* 抜粋本文 *
——
2023年3月29日水曜日

 224-20230329

今回は、従業員に対する「損害賠償」の請求について解説します。

(解説)

1 労働基準法16条は、「使用者は、労働契約の不履行について違約金を定め、又は損害賠償を予定する契約をしてはならない」と規定しています。ですから、たとえば歯科衛生士が医院の器物を損傷した場合に備えて、その相当額の支払を義務づける契約をすることは禁止されます。

2 しかし、同条は、損害が現実に発生した場合に、医院が従業員に損害賠償を請求することを禁止する趣旨ではありません。医院が従業員に損害賠償を請求するケースには次のような場合が考えられます。①従業員の行為によって損害を受けた医院が、直接当該従業員に損害賠償を請求する場合(民法415条<債務不履行による損害賠償請求>・709条<不法行為による損害賠償請求>。)、②従業員の行為によって損害を受けた第三者(たとえば患者さん)に対して医院が損害を賠償した後(民法715条<使用者責任による損害賠償>)、当該従業員に対して求償する場合(民法7153項<求償権の行使>)。
——
* データ抜粋 *
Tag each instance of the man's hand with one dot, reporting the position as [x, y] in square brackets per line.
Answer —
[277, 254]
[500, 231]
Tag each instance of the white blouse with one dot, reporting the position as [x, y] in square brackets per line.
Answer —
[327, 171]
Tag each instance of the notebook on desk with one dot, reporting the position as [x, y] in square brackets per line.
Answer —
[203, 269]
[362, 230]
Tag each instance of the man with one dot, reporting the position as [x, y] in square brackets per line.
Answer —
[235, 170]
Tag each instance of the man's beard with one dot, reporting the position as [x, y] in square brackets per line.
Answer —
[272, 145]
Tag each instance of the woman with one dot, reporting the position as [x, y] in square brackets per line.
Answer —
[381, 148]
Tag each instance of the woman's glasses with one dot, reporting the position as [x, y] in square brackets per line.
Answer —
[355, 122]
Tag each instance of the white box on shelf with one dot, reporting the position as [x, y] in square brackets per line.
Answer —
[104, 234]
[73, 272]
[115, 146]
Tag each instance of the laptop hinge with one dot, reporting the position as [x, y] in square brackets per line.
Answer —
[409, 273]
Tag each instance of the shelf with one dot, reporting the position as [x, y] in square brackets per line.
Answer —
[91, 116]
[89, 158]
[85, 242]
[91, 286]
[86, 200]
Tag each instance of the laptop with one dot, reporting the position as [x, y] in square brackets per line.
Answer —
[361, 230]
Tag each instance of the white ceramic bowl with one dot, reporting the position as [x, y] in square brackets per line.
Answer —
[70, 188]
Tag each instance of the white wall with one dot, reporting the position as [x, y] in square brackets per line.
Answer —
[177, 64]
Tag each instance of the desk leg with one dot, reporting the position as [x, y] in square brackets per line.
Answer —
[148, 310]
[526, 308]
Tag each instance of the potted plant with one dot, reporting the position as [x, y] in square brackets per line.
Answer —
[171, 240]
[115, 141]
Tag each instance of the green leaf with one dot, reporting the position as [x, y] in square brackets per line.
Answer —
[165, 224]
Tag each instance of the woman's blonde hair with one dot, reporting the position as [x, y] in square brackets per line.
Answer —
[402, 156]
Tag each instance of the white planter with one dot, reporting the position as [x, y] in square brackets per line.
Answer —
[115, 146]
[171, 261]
——
* 情報の活用 *
- A) 抜粋本文によると、労働基準法16条は使用者に対して何を禁じていますか。
- B) 抜粋本文では、歯科衛生士が医院の器物を損傷した場合に備えて相当額の支払を義務づける契約が禁止されるとしています。その理由を本文に沿って説明してください。

* 解答一覧 *
- A) 労働契約の不履行について違約金を定めること、または損害賠償を予定する契約をすることを禁じています。

- B) 労働基準法16条は、使用者が労働契約の不履行について違約金を定めることや、損害賠償を予定する契約をすることを禁じています。器物の損傷に備えて相当額の支払をあらかじめ義務づける契約は損害賠償の予定にあたるので、禁止されます。